**Фрагмент**
########

В трех источниках более позднего происхождения, авторы которых были католиками, – «Испанская хроника» (написанная до 1552 года)12, Николас Харпсфилд (ок. 1557) и Николас Сандер (1585) – заметно желание очернить память об Анне Болейн: все три говорят о любовной связи между Анной и Уайеттом. Автор «Испанской хроники» приводит скабрезные подробности истории; как он утверждает, эта история началась однажды ночью в Хивере. Позже Уайетт будто бы признался во всем королю, но тот отказался верить ему. По словам Харпсфилда, именно Уайетт предостерег Генриха, сказав, что Анна – «неподходящая пара для вашей милости», и признался, что ему известно об этом, «как тому, кто получил свое плотское удовольствие». Генрих похвалил Уайетта за честность и велел не повторять сказанное. Харпсфилд утверждает, будто получил эти сведения от торговца, некоего Антонио Бонвизи, близкого к Уолси, Мору, Томасу Кромвелю и знакомого с Уайеттом. Сандер пишет, что Уайетт поведал о своей любовной истории членам Совета, а потом отправился к королю, который обвинил поэта в клевете. Когда Уайетт послал к Генриху Саффолка с известием о том, что он может привести доказательства, король не захотел углубляться в это дело, назвав Уайетта наглым мерзавцем, которому нельзя верить. Разумеется, не исключено, что Анна имела связь с Уайеттом до того, как вступила в отношения с королем, и в 1526 году поэт пытался вновь сблизиться с бывшей возлюбленной, несмотря на ее холодность и желание отринуть сомнительное прошлое.
Похоже, Уайетту становилось все сложнее оставаться при дворе, по мере того как страсть короля к Анне усиливалась. В январе 1527 года, узнав, что сэр Джон Расселл отправляется с посольством в Рим, Уайетт обратился к нему: «Если вы не против, я бы взял отпуск, получил деньги и поехал с вами». Расселл согласился13. Возвратившись в мае 1527 года, Уайетт стал держаться в тени и не встречался с Анной.
Пока Уолси находился во Франции, влияние Анны неуклонно возрастало. Кардинал еще этого не знал, но его монополия на власть постепенно ослабевала. Как только о связи Анны с королем стало известно всем, придворные устремились к ней, поняв, что при дворе появился еще один могущественный покровитель14, и Анна сразу же принялась использовать новообретенную власть для возвышения родных и друзей. Отныне уверенная в собственных силах, она стала «очень заносчивой и гордой, приобретала самые лучшие украшения и дорогие наряды, какие только можно получить за деньги»15. Однако с королевой она вела себя осмотрительно, на что та отвечала отстраненной любезностью. Тем не менее Екатерине не всегда удавалось сдерживаться. Однажды, когда король играл в карты с ними обеими и Анне выпало несколько королей кряду, Екатерина, повернувшись к ней, сказала: «Миледи Анна, вам везет на королей, но вы не такая, как другие, вам нужно все или ничего!»16
Вскоре Уолси был неприятно поражен, обнаружив, как обстоят дела. Семнадцатого сентября он вернулся из Франции и сразу поехал в Ричмонд с дорогими подарками Генриху от Франциска I. Как было у него заведено, он отправил королю записку с просьбой о личной аудиенции для обсуждения результатов миссии и вопросом о том, где королю будет угодно принять его. Однако, когда записка была доставлена, рядом с Генрихом находилась Анна. Не успел король ответить, как она звонким голосом сказала вестнику: «Куда же еще идти кардиналу? Скажите ему, пусть явится сюда, к королю»17. Перчатка была брошена: между министром и возлюбленной короля началась упорная борьба за власть.

########

**Представленные данные**
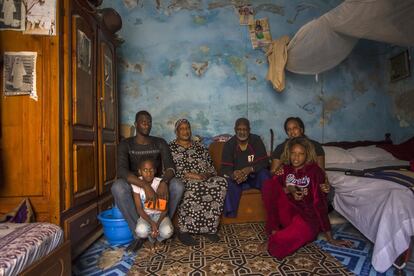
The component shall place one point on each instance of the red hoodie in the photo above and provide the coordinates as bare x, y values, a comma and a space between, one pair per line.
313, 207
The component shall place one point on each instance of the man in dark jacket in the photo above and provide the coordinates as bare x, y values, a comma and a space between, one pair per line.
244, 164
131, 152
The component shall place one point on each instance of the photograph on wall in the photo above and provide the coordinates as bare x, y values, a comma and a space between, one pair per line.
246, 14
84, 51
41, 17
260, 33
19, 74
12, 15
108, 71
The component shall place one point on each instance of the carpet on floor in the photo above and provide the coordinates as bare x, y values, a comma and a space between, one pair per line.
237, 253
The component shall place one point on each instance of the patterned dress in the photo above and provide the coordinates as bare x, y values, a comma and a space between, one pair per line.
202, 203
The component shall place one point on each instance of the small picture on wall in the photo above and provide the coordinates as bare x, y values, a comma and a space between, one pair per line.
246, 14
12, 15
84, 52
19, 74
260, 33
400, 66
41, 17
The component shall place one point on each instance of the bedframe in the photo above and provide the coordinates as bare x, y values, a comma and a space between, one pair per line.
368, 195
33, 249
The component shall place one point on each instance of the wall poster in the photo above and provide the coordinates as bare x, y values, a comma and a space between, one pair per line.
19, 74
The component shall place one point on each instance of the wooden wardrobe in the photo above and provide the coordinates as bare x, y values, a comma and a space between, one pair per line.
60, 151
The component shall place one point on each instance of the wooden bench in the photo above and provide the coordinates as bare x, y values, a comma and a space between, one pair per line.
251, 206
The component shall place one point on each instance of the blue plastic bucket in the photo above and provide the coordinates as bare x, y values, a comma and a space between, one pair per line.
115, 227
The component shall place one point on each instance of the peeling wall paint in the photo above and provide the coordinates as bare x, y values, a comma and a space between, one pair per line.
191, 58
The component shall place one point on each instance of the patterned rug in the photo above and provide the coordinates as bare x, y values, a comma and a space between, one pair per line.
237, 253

########

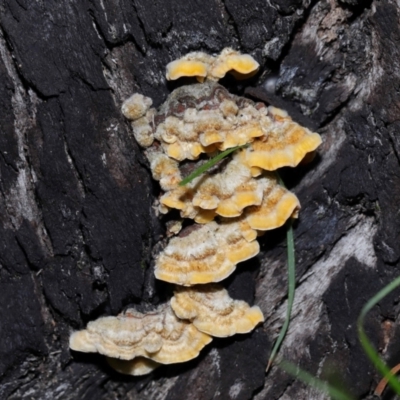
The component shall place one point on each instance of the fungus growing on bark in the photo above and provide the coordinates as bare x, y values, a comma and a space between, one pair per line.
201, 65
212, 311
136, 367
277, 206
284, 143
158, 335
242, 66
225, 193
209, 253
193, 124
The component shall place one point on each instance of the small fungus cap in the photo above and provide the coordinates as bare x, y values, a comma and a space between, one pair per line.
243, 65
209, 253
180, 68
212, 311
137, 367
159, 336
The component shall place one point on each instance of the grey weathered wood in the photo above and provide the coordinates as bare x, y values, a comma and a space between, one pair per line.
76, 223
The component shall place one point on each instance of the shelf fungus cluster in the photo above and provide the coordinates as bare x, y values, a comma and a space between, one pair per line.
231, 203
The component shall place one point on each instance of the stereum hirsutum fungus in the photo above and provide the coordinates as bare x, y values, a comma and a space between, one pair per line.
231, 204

########

**Задание A**
Верните из фрагмента без изменений отрывок от слов «Похоже, Уайетту становилось» до слов «встречался с Анной.» включительно.
**Задание B**
Кратко изложите фрагмент в трех предложениях.
Данные никак не связаны с фрагментом.

**Ожидаемый ответ A**
Похоже, Уайетту становилось все сложнее оставаться при дворе, по мере того как страсть короля к Анне усиливалась. В январе 1527 года, узнав, что сэр Джон Расселл отправляется с посольством в Рим, Уайетт обратился к нему: «Если вы не против, я бы взял отпуск, получил деньги и поехал с вами». Расселл согласился13. Возвратившись в мае 1527 года, Уайетт стал держаться в тени и не встречался с Анной.

**Ожидаемый ответ B**
Три поздних католических источника (Харпсфилд, Сандер и «Испанская хроника») стремятся очернить память Анны Болейн и сообщают о ее любовной связи с Уайеттом. Когда страсть короля к Анне усилилась, Уайетту стало сложнее оставаться при дворе, и в 1527 году он уехал с посольством Расселла в Рим, а после возвращения держался в тени и не встречался с Анной. Тем временем влияние Анны неуклонно росло, и после возвращения Уолси из Франции между кардиналом и возлюбленной короля началась упорная борьба за власть.